## WORK INSTRUCTION
List each line of the data that holds the string "orange".

## RECORDS FOR PROCESSING

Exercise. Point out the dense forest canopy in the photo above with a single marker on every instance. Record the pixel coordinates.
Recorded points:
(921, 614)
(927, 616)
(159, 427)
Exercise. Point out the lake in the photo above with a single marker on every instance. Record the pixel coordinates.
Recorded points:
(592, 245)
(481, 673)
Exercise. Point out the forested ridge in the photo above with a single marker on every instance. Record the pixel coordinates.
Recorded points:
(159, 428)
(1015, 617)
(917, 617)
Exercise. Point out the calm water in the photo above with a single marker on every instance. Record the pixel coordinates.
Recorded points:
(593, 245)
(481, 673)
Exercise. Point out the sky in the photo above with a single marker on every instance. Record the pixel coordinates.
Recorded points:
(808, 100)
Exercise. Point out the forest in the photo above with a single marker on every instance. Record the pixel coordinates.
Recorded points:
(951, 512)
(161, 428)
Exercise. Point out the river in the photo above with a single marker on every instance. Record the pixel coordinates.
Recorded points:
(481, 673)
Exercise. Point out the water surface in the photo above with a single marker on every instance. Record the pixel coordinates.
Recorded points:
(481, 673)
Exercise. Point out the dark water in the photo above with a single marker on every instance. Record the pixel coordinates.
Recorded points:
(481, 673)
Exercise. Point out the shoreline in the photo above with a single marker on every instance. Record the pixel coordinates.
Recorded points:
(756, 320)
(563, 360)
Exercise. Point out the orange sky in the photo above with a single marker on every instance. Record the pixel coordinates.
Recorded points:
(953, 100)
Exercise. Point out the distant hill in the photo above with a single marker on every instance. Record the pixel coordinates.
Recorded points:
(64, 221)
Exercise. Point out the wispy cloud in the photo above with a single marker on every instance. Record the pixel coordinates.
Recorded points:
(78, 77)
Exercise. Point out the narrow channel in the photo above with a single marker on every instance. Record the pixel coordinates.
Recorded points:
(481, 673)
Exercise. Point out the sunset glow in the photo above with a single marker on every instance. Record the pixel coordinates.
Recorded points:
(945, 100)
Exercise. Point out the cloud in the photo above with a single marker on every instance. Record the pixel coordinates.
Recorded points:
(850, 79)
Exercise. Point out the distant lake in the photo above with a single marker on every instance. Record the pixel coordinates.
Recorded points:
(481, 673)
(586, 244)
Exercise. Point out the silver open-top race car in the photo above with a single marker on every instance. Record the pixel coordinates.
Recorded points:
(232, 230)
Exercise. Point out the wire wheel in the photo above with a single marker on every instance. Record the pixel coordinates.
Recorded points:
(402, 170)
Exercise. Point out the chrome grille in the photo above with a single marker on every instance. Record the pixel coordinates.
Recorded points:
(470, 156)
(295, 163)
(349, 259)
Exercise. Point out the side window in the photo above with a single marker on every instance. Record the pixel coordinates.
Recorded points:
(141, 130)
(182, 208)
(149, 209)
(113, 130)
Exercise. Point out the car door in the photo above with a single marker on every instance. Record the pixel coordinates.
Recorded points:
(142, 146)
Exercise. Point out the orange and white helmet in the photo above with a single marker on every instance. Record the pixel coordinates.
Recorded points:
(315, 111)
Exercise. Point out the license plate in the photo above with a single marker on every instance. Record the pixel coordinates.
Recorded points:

## SOLUTION FOR THIS TASK
Exercise. Point out the orange sky in the photo above with a single marker on every instance. Record the pixel coordinates.
Exercise. Point out the orange and white helmet in the photo above with a single marker on every instance. Record the pixel coordinates.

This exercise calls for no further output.